- [RAW DATA]:

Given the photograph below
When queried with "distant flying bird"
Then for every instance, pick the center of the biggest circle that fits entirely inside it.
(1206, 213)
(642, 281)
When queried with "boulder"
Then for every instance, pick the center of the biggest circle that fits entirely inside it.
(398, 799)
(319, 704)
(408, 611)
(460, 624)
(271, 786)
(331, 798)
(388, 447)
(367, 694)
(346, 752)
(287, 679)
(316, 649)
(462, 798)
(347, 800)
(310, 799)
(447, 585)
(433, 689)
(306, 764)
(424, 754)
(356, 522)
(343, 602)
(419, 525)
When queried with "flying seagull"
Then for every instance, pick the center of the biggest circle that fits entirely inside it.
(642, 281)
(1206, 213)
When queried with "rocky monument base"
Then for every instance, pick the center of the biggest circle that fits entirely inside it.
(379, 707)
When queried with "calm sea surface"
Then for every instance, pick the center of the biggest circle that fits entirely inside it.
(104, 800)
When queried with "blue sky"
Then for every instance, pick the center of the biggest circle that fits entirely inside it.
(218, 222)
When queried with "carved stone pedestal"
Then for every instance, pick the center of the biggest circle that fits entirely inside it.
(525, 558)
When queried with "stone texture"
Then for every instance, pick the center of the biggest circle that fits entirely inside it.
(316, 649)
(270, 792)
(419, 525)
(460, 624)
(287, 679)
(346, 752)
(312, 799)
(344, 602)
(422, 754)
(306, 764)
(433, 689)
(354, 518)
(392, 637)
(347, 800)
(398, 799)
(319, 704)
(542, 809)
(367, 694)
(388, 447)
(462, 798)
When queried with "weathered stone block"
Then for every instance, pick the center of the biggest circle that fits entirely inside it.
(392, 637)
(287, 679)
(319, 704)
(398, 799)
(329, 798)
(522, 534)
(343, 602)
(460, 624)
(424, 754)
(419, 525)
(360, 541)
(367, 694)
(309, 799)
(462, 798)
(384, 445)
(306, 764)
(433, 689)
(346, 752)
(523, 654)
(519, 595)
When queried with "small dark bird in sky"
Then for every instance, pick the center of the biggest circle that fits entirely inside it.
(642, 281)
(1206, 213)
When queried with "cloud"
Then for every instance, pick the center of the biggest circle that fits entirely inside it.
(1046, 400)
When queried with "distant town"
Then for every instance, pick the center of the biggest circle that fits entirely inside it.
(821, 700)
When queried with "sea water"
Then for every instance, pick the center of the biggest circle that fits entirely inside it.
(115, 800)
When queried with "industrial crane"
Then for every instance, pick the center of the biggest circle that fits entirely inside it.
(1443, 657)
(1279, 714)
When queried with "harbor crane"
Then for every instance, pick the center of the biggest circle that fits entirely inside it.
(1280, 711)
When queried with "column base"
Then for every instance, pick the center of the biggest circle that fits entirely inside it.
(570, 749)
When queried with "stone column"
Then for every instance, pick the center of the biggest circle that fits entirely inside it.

- [YOUR INSTRUCTIONS]:
Where a line of the entries above holds the word "crane", return that line.

- [RESULT]:
When queried with "industrial crane"
When queried with "harbor crane"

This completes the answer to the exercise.